- The exercise: Swap "photo" for "image" everywhere in the records below and write all of them out again with nothing else changed. Leave the pictures out.

══════════

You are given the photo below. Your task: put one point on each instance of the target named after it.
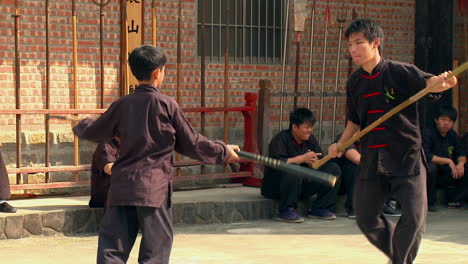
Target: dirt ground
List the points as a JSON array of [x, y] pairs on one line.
[[261, 242]]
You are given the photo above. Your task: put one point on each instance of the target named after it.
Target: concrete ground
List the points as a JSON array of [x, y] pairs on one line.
[[260, 242]]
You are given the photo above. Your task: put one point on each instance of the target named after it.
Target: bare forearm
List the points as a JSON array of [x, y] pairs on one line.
[[461, 160], [354, 156], [296, 160], [441, 83]]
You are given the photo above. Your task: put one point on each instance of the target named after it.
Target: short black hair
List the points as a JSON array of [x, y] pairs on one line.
[[145, 59], [371, 30], [447, 110], [300, 116]]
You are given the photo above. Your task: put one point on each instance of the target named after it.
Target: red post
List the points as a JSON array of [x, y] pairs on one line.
[[250, 137]]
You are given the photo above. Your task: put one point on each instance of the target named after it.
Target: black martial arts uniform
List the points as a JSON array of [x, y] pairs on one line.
[[151, 126], [392, 162], [100, 181], [451, 147], [290, 188]]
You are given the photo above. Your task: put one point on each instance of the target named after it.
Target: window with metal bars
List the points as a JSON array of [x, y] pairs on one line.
[[255, 30]]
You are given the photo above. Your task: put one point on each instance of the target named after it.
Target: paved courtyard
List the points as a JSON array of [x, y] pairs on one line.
[[260, 242]]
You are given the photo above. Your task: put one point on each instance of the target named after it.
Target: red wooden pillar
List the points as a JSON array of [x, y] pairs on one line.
[[250, 137]]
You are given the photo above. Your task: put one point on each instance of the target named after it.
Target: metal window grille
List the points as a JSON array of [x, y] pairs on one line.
[[255, 30]]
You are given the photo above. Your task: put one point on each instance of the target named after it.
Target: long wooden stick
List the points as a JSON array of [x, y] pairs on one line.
[[389, 114], [303, 172]]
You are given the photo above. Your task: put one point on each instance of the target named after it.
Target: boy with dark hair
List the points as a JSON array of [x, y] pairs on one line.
[[5, 194], [349, 164], [298, 145], [391, 162], [151, 127], [447, 160]]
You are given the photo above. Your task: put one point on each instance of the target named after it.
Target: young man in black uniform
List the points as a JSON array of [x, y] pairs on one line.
[[391, 161], [101, 170], [298, 145], [447, 160], [349, 164], [151, 127]]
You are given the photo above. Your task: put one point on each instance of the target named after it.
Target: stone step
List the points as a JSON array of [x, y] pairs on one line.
[[71, 215]]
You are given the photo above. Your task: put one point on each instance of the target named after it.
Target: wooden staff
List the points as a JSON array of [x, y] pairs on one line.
[[17, 90], [226, 75], [153, 22], [303, 172], [389, 114], [283, 75], [179, 69], [324, 59], [340, 20], [72, 118], [75, 85], [101, 5], [311, 52], [203, 74]]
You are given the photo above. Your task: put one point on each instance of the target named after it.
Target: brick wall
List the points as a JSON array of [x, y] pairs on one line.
[[460, 53], [396, 17]]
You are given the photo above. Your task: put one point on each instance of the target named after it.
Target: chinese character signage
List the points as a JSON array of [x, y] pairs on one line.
[[134, 32]]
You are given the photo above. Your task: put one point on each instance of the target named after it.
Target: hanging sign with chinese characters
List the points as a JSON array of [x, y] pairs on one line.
[[134, 32]]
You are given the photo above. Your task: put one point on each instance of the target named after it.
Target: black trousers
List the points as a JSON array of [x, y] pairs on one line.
[[441, 176], [119, 229], [348, 175], [399, 242], [293, 188]]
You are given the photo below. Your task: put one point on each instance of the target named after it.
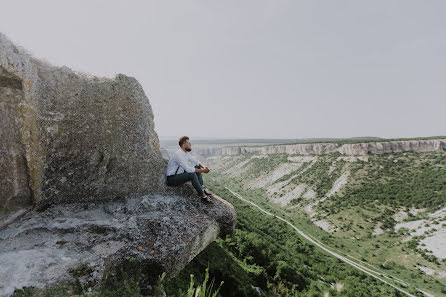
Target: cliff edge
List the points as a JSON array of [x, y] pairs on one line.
[[82, 180]]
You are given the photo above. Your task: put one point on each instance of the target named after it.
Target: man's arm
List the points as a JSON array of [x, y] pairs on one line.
[[187, 168], [193, 159]]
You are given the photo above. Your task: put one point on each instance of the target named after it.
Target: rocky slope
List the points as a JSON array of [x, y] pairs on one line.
[[355, 149], [82, 179]]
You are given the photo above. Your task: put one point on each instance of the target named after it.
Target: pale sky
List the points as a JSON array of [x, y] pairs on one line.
[[256, 69]]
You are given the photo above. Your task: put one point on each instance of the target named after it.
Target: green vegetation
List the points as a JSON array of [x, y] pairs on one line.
[[128, 282], [266, 253], [417, 180]]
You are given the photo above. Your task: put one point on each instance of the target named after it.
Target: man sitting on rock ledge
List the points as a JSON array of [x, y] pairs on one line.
[[178, 172]]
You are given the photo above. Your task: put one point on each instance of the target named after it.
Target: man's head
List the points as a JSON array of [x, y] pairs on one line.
[[184, 143]]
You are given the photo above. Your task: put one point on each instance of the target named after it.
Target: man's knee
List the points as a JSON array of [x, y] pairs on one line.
[[191, 175]]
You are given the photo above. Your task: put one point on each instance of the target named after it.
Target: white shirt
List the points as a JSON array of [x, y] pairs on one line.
[[179, 161]]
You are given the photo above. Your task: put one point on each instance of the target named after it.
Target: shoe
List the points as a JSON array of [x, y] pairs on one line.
[[206, 191], [207, 200]]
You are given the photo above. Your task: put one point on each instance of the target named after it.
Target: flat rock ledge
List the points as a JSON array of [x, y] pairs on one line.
[[162, 231]]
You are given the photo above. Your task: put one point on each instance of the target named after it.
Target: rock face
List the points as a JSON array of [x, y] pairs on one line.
[[68, 137], [355, 149], [163, 231], [82, 180]]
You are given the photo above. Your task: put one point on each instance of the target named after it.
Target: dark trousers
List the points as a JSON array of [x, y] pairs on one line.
[[181, 178]]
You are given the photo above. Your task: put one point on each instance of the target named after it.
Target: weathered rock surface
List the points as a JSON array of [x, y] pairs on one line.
[[355, 149], [67, 136], [163, 231], [82, 180]]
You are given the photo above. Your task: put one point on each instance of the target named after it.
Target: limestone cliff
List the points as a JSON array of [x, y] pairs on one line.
[[355, 149], [82, 179]]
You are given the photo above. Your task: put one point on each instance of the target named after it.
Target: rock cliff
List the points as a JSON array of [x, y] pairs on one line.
[[355, 149], [82, 179]]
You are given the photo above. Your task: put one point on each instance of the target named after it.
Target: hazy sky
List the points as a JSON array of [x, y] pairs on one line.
[[257, 69]]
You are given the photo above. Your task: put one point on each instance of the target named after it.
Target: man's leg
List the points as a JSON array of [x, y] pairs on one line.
[[179, 179], [200, 176]]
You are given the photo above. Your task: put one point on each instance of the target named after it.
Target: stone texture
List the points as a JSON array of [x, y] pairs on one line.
[[82, 180], [68, 136], [163, 231]]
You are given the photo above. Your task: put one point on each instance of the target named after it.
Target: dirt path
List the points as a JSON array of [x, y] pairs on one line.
[[364, 269]]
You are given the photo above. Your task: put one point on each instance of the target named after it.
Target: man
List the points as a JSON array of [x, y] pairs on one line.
[[178, 171]]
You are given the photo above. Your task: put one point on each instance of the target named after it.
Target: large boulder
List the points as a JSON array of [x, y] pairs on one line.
[[82, 180], [67, 136]]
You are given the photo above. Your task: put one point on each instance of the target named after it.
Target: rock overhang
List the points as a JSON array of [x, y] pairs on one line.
[[83, 179]]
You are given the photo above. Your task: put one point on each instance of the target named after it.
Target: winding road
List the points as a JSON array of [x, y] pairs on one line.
[[364, 269]]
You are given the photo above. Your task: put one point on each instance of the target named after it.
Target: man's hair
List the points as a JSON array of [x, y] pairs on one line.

══════════

- Answer:
You are given the image below. Your task: put one point on each instance of the target named after it.
Target: dirt ground
List the points as a JSON array of [x, y] pairs on one line.
[[261, 242]]
You are given the image above. Your task: put one point on each instance of the target named after it.
Target: concrete ground
List the points as a JSON array of [x, y] pairs on one line.
[[260, 242]]
You are given the image above. Your task: put one point on each instance of the target named after it.
Target: bare forearm
List the points as a JSON array of [x, y] pairs on one line.
[[461, 160], [354, 156], [296, 160], [441, 83]]
You are given the image above. Your task: put one point on each instance of the target named after it.
Target: short black hair
List the points as a JSON array of [x, y] pairs on one line.
[[145, 59], [371, 30], [447, 110], [300, 116]]
You are given the image above. Your task: put one point on each instance of the target named after it.
Target: red post
List the points as a JSON array of [x, y] pairs on one line.
[[250, 137]]
You are given the image above. Your task: put one point on each instance of the target named after it.
Target: black martial arts uniform
List the points as a JSON array of [x, y] pairs on one line.
[[151, 126], [392, 162], [100, 181], [451, 147], [290, 188]]
You are given the image above. Your task: put one point on each instance of the target named after it.
Target: window with metal bars
List the points as a JSON array of [x, y] pairs on one line.
[[255, 30]]
You are given the image above. Your task: put one point on each instance of the target named after it.
Target: paved courtyard
List the points as a JSON array of [x, y] pairs on one line.
[[260, 242]]
You are given the image above. Your task: put one point on each instance of the target named after it.
Target: red wooden pillar
List the points as a JSON array of [x, y] pairs on one line.
[[250, 137]]
You are given the image above. Your task: put one point on each instance of the target named after it.
Target: metal window grille
List the points as a JSON array of [x, y] pairs on one line.
[[255, 30]]
You are given the image above. Your task: put one point on each instance of the target named after it.
Target: long wooden stick
List the points as a JSON array of [x, y] pairs on one line.
[[389, 114], [303, 172]]
You are given the image above. Your task: put one point on each instance of the target named after it.
Target: boy with dark hair
List the points as a JSON array of [x, y] pairs on one line.
[[5, 194], [349, 164], [298, 145], [391, 162], [151, 127], [447, 160]]
You are given the image above. Your task: put one point on each instance of the target named after it.
Target: young man in black uniform
List the points as a JSON array of [x, y] pairs on one line.
[[391, 161], [101, 170], [298, 145], [447, 160], [349, 164], [151, 127]]
You are given the image above. Your task: put one point on each instance of the target named after it.
Target: stone step
List the points as a JSON array of [x, y] pairs on one line.
[[71, 215]]
You are given the image above. Your task: put one point on each instance of the target named after it.
Target: wooden staff
List the points as a JSON array of [x, y] pairs on one line.
[[17, 90], [226, 75], [153, 22], [303, 172], [389, 114], [283, 75], [179, 69], [324, 59], [340, 20], [72, 118], [75, 85], [101, 5], [311, 52], [203, 74]]
You are given the image above. Your task: put one point on each instance of the target named after it.
Target: brick wall
List the points as a JSON array of [x, y] pairs on one line.
[[460, 53], [396, 17]]
You are given the image above. Your task: put one point on each instance of the target named after it.
Target: chinese character signage
List the points as a JSON array of [x, y] pairs on one line.
[[134, 32]]
You are given the image above. Your task: put one point on each instance of the target named after it.
Target: hanging sign with chinese characters
List the points as a JSON array of [x, y] pairs on one line.
[[134, 32]]
You are given the image above. Your task: put one point on each instance of the target named after it.
Target: black trousers
List the points as a JSON array of [x, y] pairs on one line.
[[441, 176], [119, 229], [348, 175], [399, 242], [293, 188]]
You are given the image below. Your task: put one point on each instance of the target named after it.
Target: cliff edge
List the points as a JSON array of [x, y] pairs on one line.
[[82, 180]]
You are given the image above. Your task: put one point on each instance of the target named after it.
Target: man's arm
List the points as a JSON array of [x, y] pairs on one line.
[[187, 168], [193, 159]]
You are given the image above. Your task: put one point on each instance of the target named after it.
Target: rocky slope
List the points as a JSON array of [x, y] pairs on one line.
[[355, 149], [82, 179]]
You are given the image above. Your task: put one point on each instance of the target named after it.
Target: pale sky
List the points as a JSON array of [x, y] pairs on one line.
[[256, 69]]
You are given the image above. Your task: put one point on each instance of the target named after it.
Target: green vegetation
List the points as a JSON array of [x, y] pairs on one line.
[[128, 282], [266, 253], [417, 180]]
You are given the image above. Your task: put one point on each instance of the target named after it.
Target: man sitting on rock ledge
List the points as a JSON array of [x, y] pairs on one line.
[[178, 172]]
You are given the image above. Your task: put one point on each instance of the target named after it.
Target: man's head
List the points as a JSON array of [x, y] pairs on one line.
[[184, 143]]
You are given the image above. Your task: put one point on each instance of the target named after it.
Target: man's knee
List the points as a JSON array of [x, y] pairs on one line.
[[191, 175]]
You are given the image above. Your task: put one point on each instance of the target named after it.
Target: white shirt
List the points as a JSON array of [x, y] pairs on one line.
[[179, 161]]
You are given the image above. Your task: put one point on each instance of the target named after it.
Target: shoe
List the points as a JSON array of [x, y] pairs on one line.
[[206, 191], [207, 200]]
You are given the image above. Your task: put one point on each instance of the target named after it.
Target: flat rock ledge
List the points as a JSON array of [x, y] pairs on one line.
[[162, 231]]
You are given the image above. Your task: put one point on each instance of the target named after it.
Target: rock face
List the points as a JSON array of [x, y] pairs on one line.
[[68, 137], [355, 149], [163, 231], [82, 180]]
You are given the image above. Your task: put one point on each instance of the target named after it.
Target: dark trousers
List the points as a JSON array of [x, y] pairs on one line.
[[181, 178]]
You are given the image above. Your task: put one point on each instance of the target named after it.
Target: weathered rock surface
List the points as a JSON array of [x, y] pairs on one line.
[[355, 149], [67, 136], [163, 231], [82, 180]]
You are given the image above. Your task: put one point on each instance of the target named after it.
Target: limestone cliff
List the points as a JSON array of [x, y] pairs on one line.
[[355, 149], [82, 179]]
You are given the image above. Your task: put one point on each instance of the target named after it.
Target: rock cliff
List the points as a JSON array of [x, y] pairs on one line.
[[355, 149], [82, 179]]
You are given the image above. Your task: put one point on each instance of the target named after it.
Target: hazy sky
List the points as a JSON array of [x, y] pairs on one line.
[[257, 69]]
You are given the image above. Your task: put one point on each instance of the target named after it.
Target: man's leg
List the points as a JSON array of [x, y] pairs on one line.
[[179, 179], [200, 176]]
You are given the image above. Your task: put one point on each instance of the target named after it.
Target: stone texture
List the points as a JSON array of [x, y] pairs on one line.
[[82, 180], [68, 136], [163, 231]]
You are given the image above. Your task: put one point on each instance of the target named after it.
Target: dirt path
List the points as a JSON array of [x, y] pairs on one line.
[[364, 269]]
You are given the image above. Your task: put one point on each instance of the target named after it.
Target: man
List the points as a JSON array of [x, y] pairs on one line.
[[178, 171]]
You are given the image above. Your task: put one point on each instance of the target named after it.
Target: large boulder
List the points as a JSON array of [x, y] pairs on one line.
[[82, 180], [67, 136]]
You are given the image above. Your task: put one point on each instance of the target named after it.
Target: rock overhang
List the points as a JSON array of [x, y] pairs on one line.
[[83, 179]]
You are given the image above. Your task: put one point on each instance of the target named after it.
Target: winding road
List the points as a JSON array of [x, y] pairs on one line.
[[364, 269]]
You are given the image above. Your task: put one point on each instance of the target named after it.
Target: man's hair
List the points as a JSON array of [x, y] pairs on one line.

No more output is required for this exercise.